Stated goal A
In the laptop post, how long had the writer owned the new laptop before damaging it?
Stated goal B
Update the laptop post by replacing "bag" with "backpack" in the part starting with "Still looking for" and going on through "of the end.".

Supplied passage
----
Category Archives: kit

Still looking for the perfect laptop

So this is going well. I’ve only had my new laptop for about six weeks and already I’ve wrecked it. Well, wrecked is maybe a bit strong. But getting out of the car on Friday I dropped my bag (more on the bag another time). Later I discovered I’d chipped off a chunk of the corner of my new Dell Vostro. It means that the plastic supporting the screen is cracked and the casing surrounding one of the speakers in the base is broken. Maybe it will be fine, or maybe it’s the beginning of the end.

The upshot is that having initially been pretty impressed by my Dell Vostro I now seriously doubt that it will be strong enough to survive on the road with me.
----
Records provided
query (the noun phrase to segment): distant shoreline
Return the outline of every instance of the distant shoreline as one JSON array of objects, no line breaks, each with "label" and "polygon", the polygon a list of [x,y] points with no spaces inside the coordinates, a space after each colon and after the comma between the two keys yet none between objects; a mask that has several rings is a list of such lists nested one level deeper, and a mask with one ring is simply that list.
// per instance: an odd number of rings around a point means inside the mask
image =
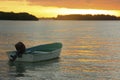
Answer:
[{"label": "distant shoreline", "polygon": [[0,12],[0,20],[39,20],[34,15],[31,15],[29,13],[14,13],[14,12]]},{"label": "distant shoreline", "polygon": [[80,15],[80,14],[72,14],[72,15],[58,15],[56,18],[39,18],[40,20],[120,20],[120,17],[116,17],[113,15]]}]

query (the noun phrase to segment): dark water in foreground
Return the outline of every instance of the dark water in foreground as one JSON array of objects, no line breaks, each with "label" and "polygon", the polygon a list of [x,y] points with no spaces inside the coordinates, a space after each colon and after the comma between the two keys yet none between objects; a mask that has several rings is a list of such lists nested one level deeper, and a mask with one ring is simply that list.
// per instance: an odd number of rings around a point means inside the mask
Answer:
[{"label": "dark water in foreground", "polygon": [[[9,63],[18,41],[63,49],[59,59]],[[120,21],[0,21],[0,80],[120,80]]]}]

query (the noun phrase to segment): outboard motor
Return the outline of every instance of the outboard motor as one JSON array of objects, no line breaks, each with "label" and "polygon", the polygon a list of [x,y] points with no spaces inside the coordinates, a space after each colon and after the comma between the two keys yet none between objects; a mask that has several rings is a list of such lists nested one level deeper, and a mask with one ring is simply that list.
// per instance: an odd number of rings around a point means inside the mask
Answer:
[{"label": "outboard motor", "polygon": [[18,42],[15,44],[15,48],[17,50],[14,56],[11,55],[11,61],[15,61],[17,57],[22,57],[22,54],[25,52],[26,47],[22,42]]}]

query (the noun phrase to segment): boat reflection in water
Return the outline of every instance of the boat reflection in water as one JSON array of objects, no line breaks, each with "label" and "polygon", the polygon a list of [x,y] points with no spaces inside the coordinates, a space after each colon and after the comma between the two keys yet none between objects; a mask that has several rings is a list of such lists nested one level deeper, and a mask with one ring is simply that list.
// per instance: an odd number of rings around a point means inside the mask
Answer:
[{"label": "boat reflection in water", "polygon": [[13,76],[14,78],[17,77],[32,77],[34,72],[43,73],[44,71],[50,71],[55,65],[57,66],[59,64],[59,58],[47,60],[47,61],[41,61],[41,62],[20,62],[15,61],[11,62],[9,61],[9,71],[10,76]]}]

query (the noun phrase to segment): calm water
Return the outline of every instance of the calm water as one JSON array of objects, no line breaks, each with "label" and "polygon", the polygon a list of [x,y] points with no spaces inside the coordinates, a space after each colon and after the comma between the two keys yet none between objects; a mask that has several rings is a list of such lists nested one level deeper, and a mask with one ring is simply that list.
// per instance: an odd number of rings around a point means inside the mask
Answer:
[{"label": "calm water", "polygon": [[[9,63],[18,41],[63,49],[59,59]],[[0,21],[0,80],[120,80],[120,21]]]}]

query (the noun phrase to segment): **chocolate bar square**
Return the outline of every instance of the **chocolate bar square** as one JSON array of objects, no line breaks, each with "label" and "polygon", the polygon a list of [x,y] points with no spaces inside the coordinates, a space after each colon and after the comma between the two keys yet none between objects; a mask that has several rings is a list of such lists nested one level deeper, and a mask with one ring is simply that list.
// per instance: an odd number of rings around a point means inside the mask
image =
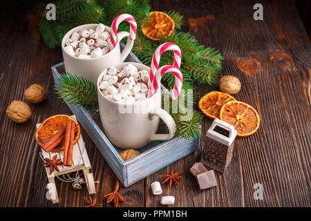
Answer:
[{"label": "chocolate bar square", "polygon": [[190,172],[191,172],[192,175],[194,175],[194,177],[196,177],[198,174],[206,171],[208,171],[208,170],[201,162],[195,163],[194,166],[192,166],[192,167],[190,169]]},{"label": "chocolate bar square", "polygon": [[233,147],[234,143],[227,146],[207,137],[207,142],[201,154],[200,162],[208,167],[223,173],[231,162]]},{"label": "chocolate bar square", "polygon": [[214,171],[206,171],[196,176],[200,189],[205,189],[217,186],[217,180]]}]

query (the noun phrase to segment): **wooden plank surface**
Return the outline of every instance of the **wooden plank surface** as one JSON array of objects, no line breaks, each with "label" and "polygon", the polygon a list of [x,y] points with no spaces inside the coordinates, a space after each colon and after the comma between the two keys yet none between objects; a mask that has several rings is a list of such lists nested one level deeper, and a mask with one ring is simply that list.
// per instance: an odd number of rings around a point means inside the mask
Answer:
----
Written answer A
About six weeks.

Written answer B
Still looking for the perfect laptop

So this is going well. I’ve only had my new laptop for about six weeks and already I’ve wrecked it. Well, wrecked is maybe a bit strong. But getting out of the car on Friday I dropped my backpack (more on the backpack another time). Later I discovered I’d chipped off a chunk of the corner of my new Dell Vostro. It means that the plastic supporting the screen is cracked and the casing surrounding one of the speakers in the base is broken. Maybe it will be fine, or maybe it’s the beginning of the end.